# [Prompt]
Within the records below, filter for lines carrying the word "sloped" and copy them.

Extracted data entries
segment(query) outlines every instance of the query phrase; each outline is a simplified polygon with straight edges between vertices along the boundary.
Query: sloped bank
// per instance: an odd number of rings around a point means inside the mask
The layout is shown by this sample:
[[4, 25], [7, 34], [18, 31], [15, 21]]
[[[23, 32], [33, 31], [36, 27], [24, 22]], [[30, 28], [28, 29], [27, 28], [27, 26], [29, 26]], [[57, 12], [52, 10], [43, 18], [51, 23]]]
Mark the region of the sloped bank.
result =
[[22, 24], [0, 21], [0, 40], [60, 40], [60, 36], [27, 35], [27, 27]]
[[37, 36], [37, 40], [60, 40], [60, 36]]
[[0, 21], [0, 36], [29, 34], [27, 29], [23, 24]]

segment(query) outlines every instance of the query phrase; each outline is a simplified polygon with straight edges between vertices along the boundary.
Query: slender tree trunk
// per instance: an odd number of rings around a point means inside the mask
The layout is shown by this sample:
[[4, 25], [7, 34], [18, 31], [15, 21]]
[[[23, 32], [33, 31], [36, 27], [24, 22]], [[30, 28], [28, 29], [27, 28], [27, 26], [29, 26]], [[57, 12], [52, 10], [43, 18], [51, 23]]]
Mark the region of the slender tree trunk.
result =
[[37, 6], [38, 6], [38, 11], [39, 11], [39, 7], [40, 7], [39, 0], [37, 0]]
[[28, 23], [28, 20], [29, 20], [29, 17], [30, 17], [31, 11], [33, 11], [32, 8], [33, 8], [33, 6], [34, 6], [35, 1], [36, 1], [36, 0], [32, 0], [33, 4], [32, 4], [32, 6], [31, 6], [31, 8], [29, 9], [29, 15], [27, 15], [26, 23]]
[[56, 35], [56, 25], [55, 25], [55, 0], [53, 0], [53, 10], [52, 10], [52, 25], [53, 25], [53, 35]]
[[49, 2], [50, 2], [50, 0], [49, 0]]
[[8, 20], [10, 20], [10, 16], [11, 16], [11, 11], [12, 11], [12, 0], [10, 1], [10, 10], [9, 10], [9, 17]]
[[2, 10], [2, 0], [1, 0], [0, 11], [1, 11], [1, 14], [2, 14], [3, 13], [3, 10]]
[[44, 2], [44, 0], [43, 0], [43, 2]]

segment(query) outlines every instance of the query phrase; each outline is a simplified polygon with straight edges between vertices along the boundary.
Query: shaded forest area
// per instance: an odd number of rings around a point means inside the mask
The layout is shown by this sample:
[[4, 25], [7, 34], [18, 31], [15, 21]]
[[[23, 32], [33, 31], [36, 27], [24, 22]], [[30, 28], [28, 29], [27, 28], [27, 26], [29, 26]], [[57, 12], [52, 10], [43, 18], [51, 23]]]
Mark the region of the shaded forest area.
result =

# [Reply]
Query: sloped bank
Mark the region of the sloped bank.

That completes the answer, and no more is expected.